● TEKS YANG DISEDIAKAN
▼

21 Februari 2003

Sertifikat Bukti Hak



Sertifikat Bukti Hak (SBH) khusus diterbitkan pemerintah untuk pemegang saham lama bank peserta program rekap yang telah menyetor tambahan modal minimal 20 persen total biaya rekap. SBH bukan hanya sertifikat yang menjadi bukti penyerahan aset bank bersangkutan kepada Badan Penyehatan Perbankan Nasional (BPPN), melainkan juga surat yang melegitimasi pemegang saham lama dalam membeli saham C yang dimiliki pemerintah di eks bank mereka.

Jadi, penerbitan SBH ini dilakukan pemerintah setelah bank menyerahkan aset berupa kredit bermasalah kepada BPPN. Aset ini kemudian dijual BPPN, dan hasilnya -- setelah dikurangi biaya-biaya yang dikeluarkan BPPN -- digunakan sebagai patokan harga SBH.

Walhasil, dengan menggenggam SBH, pemilik lama bank berhak menikmati dana tunai hasil penjualan aset bank yang dulu mereka serahkan kepada BPPN. Atau, sepanjang tak termasuk daftar orang tercela (DOT) yang dibuat Bank Indonesia, mereka bisa kembali menjadi pemilik bank dengan membeli saham C milik pemerintah di eks bank mereka.

Tapi, belakangan, kalangan obligor penanda tangan perjanjian penyelesaian kewajiban pemegang saham (PKSP) berskema akta pengakuan utang (APU) seperti tak tertarik oleh manfaat yang melekat dalam SBH ini. Mereka mendadak menyodorkan usulan agar SBH bisa digunakan untuk mengurangi jumlah kewajiban mereka kepada negara berupa mengembalikan dana bantuan likuiditas Bank Indonesia (BLBI).

Namun sejak pagi-pagi BPPN sudah menyiratkan bahwa usulan itu tak bisa dipenuhi. Meski kepastian mengenai soal tersebut masih harus menunggu keputusan Komite Kebijakan Sektor Keuangan (KKSK), BPPN berpendirian bahwa usulan itu hanya akal-akalan obligor PKPS-APU untuk menciutkan utang tanpa harus capek-capek menyetor dana tunai.

Akal-akalan? Menurut BPPN, pengurangan nilai SBH terhadap jumlah kewajiban memang tak termasuk skema penyelesaian utang obligor PKPS-APU. Lain dengan Eka Tjipta Widjaja. Mantan pemilik Bank Internasional Indonesia (BII) itu bisa mengurangkan nilai SBH terhadap jumlah kewajibannya di Sinar Mas Group karena dia tak terikat skema PKPS-APU.

Sesungguhnya, bagi obligor PKPS-APU, SBH sudah merupakan kartu mati. Bank Indonesia, dalam konteks ini, sudah menggariskan bahwa mereka tidak boleh kembali tampil sebagai pemilik bank. Karena masuk DOT -- terkait dengan penyalahgunaana dana BLBI yang dulu mengucur ke bank mereka --, obligor PKPS-APU ini otomatis dilarang menguasai saham bank. Itu berarti, SBH di tangan para obligor PKPS-APU ini tak bisa ditukarkan dengan saham C milik pemerintah di eks bank mereka.

▲

● SOAL LATIHAN
1. Tuliskan ulang tanpa perubahan bagian teks tentang Sertifikat Bukti Hak dari "Sesungguhnya, bagi obligor" sampai "dengan saham C milik pemerintah di eks bank mereka.".
2. Menurut teks tentang Sertifikat Bukti Hak, mengapa SBH milik obligor PKPS-APU tidak bisa ditukarkan dengan saham C milik pemerintah di eks bank mereka? Jelaskan dalam satu sampai tiga kalimat.

● ENTRI HASIL EKSTRAKSI
▼

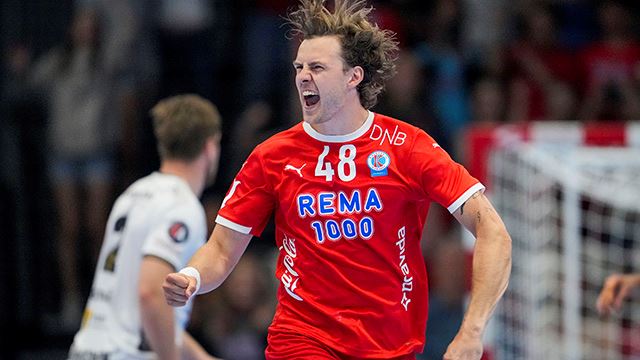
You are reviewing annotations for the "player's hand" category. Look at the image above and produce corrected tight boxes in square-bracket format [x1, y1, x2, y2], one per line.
[596, 274, 640, 315]
[162, 273, 196, 306]
[443, 329, 482, 360]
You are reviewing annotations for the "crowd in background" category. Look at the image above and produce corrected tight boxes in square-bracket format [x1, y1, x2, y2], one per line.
[0, 0, 640, 359]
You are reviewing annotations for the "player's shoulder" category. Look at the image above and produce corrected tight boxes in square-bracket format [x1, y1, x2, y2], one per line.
[124, 172, 202, 214]
[368, 113, 434, 150]
[373, 113, 424, 133]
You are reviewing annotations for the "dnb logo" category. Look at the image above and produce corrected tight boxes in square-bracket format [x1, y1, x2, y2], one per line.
[367, 150, 391, 177]
[169, 221, 189, 243]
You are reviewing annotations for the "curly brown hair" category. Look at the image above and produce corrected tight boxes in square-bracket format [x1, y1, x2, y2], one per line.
[286, 0, 398, 109]
[151, 94, 222, 161]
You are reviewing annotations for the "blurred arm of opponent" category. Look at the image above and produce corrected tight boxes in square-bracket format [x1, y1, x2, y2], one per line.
[444, 192, 511, 359]
[596, 273, 640, 315]
[162, 224, 252, 306]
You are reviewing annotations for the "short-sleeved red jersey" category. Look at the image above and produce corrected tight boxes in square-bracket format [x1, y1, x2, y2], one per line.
[216, 112, 484, 358]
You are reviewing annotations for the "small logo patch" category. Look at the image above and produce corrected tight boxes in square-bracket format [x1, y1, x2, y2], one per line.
[169, 221, 189, 243]
[367, 150, 391, 177]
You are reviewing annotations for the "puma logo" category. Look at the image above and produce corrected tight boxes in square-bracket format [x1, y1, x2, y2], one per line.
[284, 163, 307, 177]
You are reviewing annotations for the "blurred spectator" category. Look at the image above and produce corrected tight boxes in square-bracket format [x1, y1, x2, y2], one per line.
[416, 0, 469, 158]
[158, 0, 217, 99]
[32, 7, 119, 330]
[471, 77, 505, 127]
[580, 1, 640, 120]
[239, 0, 297, 127]
[375, 50, 438, 134]
[507, 5, 577, 122]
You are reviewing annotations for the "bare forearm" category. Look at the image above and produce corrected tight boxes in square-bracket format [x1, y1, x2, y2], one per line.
[188, 225, 251, 294]
[462, 227, 511, 334]
[140, 292, 178, 360]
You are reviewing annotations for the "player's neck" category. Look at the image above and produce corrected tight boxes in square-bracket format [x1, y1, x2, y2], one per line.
[311, 103, 369, 135]
[160, 158, 206, 197]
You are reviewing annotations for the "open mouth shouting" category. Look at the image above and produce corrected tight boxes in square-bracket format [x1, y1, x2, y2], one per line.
[302, 90, 320, 109]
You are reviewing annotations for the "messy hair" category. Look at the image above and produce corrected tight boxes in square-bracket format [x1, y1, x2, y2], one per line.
[151, 94, 221, 161]
[287, 0, 398, 109]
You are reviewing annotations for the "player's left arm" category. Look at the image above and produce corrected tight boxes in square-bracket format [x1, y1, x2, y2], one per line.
[138, 256, 180, 360]
[444, 191, 511, 359]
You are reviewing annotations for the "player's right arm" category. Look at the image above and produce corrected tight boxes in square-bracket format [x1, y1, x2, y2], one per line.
[162, 224, 252, 306]
[596, 273, 640, 315]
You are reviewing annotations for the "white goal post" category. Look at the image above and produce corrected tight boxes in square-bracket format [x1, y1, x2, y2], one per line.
[488, 143, 640, 360]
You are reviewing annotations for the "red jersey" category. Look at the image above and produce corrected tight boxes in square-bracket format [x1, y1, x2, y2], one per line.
[216, 112, 484, 358]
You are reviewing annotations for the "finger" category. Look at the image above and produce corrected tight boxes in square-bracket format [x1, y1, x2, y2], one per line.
[165, 273, 189, 289]
[185, 277, 196, 298]
[596, 286, 613, 315]
[163, 287, 187, 299]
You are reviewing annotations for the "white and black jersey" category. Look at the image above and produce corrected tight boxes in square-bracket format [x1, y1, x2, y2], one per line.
[71, 172, 207, 359]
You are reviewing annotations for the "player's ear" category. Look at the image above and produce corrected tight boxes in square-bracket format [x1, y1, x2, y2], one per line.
[347, 66, 364, 88]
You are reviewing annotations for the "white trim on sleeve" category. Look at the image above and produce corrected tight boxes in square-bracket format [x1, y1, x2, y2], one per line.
[216, 215, 251, 235]
[447, 183, 485, 214]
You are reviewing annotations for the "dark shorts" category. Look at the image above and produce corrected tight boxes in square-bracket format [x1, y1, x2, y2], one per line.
[264, 332, 416, 360]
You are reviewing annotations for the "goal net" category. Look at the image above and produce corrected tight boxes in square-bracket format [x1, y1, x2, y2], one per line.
[489, 143, 640, 360]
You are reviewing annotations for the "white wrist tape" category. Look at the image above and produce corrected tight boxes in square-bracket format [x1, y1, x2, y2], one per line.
[179, 266, 200, 296]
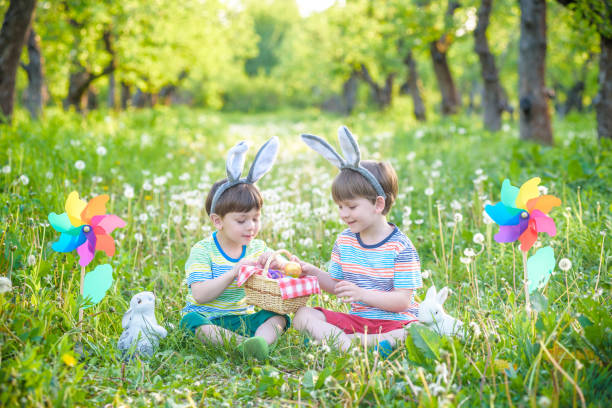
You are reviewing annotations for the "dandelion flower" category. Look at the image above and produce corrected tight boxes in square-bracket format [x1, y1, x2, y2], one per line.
[0, 276, 13, 293]
[472, 232, 484, 244]
[74, 160, 85, 171]
[459, 256, 472, 265]
[62, 353, 76, 367]
[123, 184, 134, 200]
[559, 258, 572, 272]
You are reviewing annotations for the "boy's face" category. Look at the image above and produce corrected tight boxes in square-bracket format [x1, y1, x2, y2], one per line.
[337, 197, 385, 234]
[211, 208, 261, 245]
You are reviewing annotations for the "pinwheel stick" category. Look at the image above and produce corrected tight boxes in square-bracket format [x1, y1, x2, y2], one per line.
[521, 251, 531, 313]
[79, 266, 85, 330]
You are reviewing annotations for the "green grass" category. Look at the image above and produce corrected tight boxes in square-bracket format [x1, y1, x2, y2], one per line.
[0, 108, 612, 407]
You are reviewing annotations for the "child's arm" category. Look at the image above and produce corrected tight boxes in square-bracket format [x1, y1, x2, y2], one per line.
[296, 258, 338, 294]
[335, 281, 412, 313]
[191, 259, 255, 304]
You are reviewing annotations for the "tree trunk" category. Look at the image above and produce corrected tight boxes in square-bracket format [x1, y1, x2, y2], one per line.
[21, 28, 46, 119]
[342, 71, 359, 115]
[595, 34, 612, 139]
[400, 50, 426, 122]
[429, 36, 461, 115]
[474, 0, 507, 131]
[0, 0, 36, 123]
[519, 0, 553, 145]
[121, 82, 130, 110]
[361, 64, 395, 109]
[102, 28, 117, 109]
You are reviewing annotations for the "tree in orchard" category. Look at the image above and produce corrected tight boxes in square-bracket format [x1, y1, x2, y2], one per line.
[0, 0, 36, 123]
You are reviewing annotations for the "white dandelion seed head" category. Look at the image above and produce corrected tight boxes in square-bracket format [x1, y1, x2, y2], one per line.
[559, 258, 572, 272]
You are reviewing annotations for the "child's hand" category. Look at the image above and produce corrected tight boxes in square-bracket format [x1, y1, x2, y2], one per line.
[334, 281, 365, 303]
[232, 259, 257, 279]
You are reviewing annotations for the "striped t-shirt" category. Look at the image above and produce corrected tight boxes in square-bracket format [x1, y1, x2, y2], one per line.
[183, 232, 267, 319]
[329, 224, 423, 320]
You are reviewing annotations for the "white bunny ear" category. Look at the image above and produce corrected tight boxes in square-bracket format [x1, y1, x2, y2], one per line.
[436, 286, 448, 305]
[247, 136, 278, 183]
[302, 134, 346, 168]
[338, 126, 361, 167]
[425, 285, 436, 300]
[121, 307, 132, 329]
[225, 141, 249, 182]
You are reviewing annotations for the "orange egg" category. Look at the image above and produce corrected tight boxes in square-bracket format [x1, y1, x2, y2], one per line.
[284, 261, 302, 278]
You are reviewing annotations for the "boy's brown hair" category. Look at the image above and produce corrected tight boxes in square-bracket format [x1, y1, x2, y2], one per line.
[206, 178, 263, 218]
[332, 160, 398, 215]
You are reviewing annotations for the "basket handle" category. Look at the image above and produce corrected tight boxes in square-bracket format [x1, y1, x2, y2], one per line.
[264, 249, 293, 275]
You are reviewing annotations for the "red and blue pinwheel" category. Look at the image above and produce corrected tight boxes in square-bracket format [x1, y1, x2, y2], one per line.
[49, 191, 125, 266]
[485, 177, 561, 252]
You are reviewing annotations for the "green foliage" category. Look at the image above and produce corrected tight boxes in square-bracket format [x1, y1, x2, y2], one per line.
[0, 108, 612, 406]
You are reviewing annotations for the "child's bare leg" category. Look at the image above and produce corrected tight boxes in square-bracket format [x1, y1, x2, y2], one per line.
[196, 324, 246, 344]
[348, 329, 406, 347]
[293, 307, 351, 351]
[255, 316, 287, 344]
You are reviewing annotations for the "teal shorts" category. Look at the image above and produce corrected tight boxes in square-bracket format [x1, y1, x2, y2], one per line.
[179, 310, 291, 337]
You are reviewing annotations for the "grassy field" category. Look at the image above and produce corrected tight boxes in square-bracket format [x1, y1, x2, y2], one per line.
[0, 108, 612, 407]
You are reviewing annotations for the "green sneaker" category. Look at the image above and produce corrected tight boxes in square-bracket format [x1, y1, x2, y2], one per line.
[238, 336, 270, 361]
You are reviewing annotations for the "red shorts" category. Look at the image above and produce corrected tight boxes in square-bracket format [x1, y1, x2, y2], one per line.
[315, 307, 417, 334]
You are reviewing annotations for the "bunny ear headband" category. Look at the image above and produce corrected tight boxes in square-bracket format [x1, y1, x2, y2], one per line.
[210, 136, 278, 214]
[302, 126, 387, 199]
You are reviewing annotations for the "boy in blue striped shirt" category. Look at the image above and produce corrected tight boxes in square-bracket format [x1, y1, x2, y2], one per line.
[180, 138, 290, 360]
[293, 161, 422, 352]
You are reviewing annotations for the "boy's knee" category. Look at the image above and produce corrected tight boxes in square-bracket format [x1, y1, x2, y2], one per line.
[293, 306, 315, 331]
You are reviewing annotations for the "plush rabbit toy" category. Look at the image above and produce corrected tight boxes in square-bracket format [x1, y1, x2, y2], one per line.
[418, 286, 463, 337]
[117, 292, 168, 357]
[210, 136, 279, 214]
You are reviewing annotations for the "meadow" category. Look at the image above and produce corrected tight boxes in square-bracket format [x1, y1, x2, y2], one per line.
[0, 107, 612, 407]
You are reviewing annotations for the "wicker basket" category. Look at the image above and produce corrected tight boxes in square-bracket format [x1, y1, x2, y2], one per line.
[244, 249, 310, 314]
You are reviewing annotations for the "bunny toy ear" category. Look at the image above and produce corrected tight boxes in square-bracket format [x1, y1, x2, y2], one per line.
[425, 286, 436, 299]
[225, 141, 249, 183]
[338, 126, 361, 167]
[121, 307, 132, 329]
[246, 136, 278, 184]
[436, 286, 448, 305]
[302, 134, 346, 169]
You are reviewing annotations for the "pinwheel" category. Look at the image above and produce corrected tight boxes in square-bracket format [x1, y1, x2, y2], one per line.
[485, 177, 561, 252]
[49, 191, 125, 267]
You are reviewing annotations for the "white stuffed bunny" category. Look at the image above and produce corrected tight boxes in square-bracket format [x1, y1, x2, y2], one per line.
[117, 292, 168, 357]
[418, 286, 463, 337]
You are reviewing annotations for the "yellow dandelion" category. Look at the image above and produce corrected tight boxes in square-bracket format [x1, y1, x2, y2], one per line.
[62, 353, 76, 367]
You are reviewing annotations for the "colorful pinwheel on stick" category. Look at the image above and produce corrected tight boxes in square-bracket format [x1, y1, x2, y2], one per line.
[49, 191, 125, 267]
[485, 177, 561, 312]
[485, 177, 561, 252]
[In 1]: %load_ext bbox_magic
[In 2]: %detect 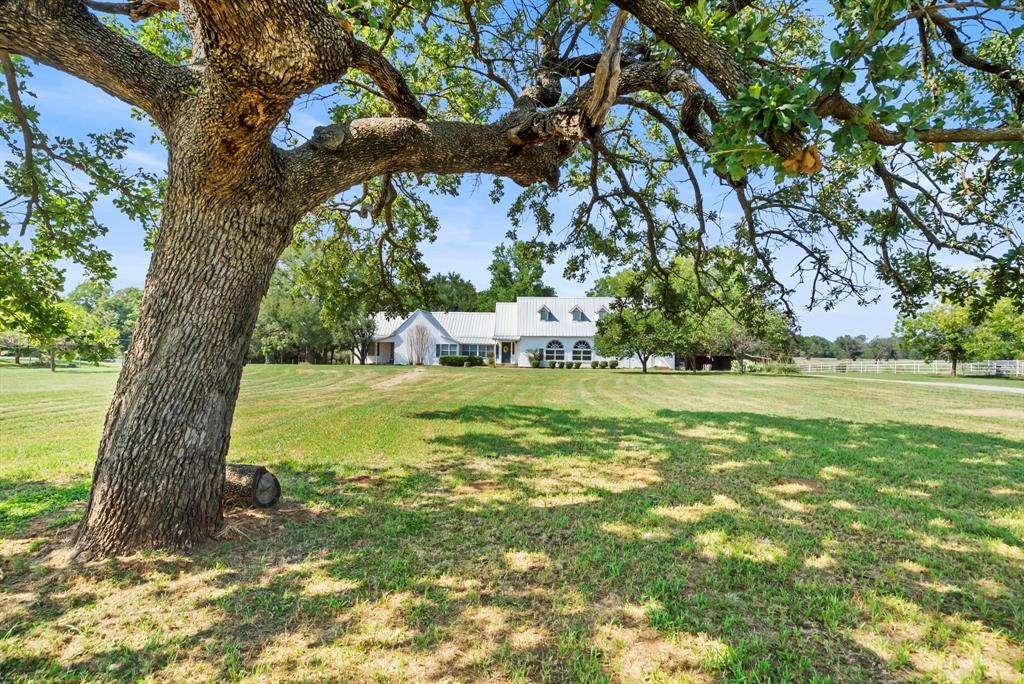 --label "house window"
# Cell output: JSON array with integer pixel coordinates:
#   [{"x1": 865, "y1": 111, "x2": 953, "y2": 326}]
[
  {"x1": 544, "y1": 340, "x2": 565, "y2": 361},
  {"x1": 572, "y1": 340, "x2": 594, "y2": 361},
  {"x1": 434, "y1": 344, "x2": 459, "y2": 356}
]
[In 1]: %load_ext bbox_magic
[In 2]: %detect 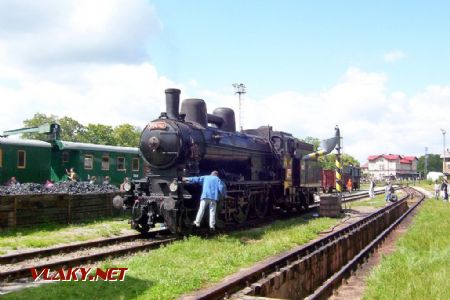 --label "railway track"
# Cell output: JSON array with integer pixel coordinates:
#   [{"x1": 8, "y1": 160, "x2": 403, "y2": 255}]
[
  {"x1": 0, "y1": 230, "x2": 176, "y2": 282},
  {"x1": 0, "y1": 191, "x2": 388, "y2": 282},
  {"x1": 184, "y1": 186, "x2": 424, "y2": 299}
]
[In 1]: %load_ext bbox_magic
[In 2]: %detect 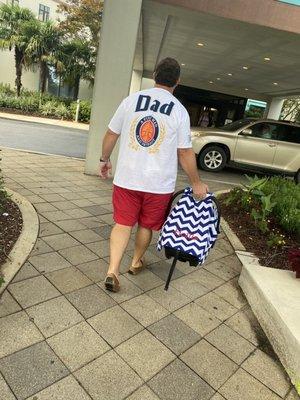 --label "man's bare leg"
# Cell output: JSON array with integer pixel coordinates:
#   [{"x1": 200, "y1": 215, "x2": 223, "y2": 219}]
[
  {"x1": 107, "y1": 224, "x2": 132, "y2": 277},
  {"x1": 132, "y1": 226, "x2": 152, "y2": 267}
]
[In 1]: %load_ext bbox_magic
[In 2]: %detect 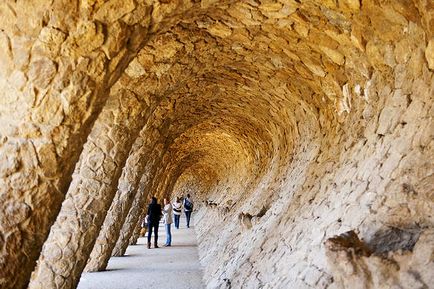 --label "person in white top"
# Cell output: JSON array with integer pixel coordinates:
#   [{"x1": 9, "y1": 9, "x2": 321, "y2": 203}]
[
  {"x1": 163, "y1": 199, "x2": 173, "y2": 247},
  {"x1": 183, "y1": 194, "x2": 193, "y2": 228},
  {"x1": 172, "y1": 197, "x2": 182, "y2": 229}
]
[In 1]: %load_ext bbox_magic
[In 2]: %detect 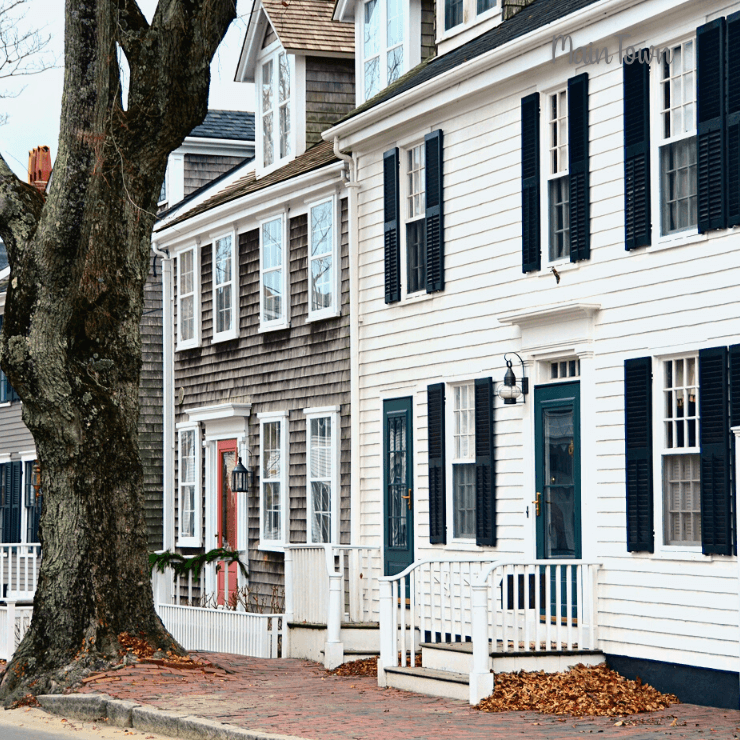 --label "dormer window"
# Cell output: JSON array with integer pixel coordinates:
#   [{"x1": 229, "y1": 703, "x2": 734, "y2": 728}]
[
  {"x1": 362, "y1": 0, "x2": 406, "y2": 100},
  {"x1": 259, "y1": 45, "x2": 294, "y2": 167}
]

▲

● PEMBAHASAN TIAP SOAL
1.
Sesungguhnya, bagi obligor PKPS-APU, SBH sudah merupakan kartu mati. Bank Indonesia, dalam konteks ini, sudah menggariskan bahwa mereka tidak boleh kembali tampil sebagai pemilik bank. Karena masuk DOT -- terkait dengan penyalahgunaana dana BLBI yang dulu mengucur ke bank mereka --, obligor PKPS-APU ini otomatis dilarang menguasai saham bank. Itu berarti, SBH di tangan para obligor PKPS-APU ini tak bisa ditukarkan dengan saham C milik pemerintah di eks bank mereka.

2. Obligor PKPS-APU masuk daftar orang tercela (DOT) karena terkait penyalahgunaan dana BLBI yang dulu mengucur ke bank mereka, sehingga otomatis dilarang menguasai saham bank. Bank Indonesia juga sudah menggariskan bahwa mereka tidak boleh kembali tampil sebagai pemilik bank. Karena itu, SBH di tangan mereka tidak dapat dipakai untuk memperoleh saham C tersebut.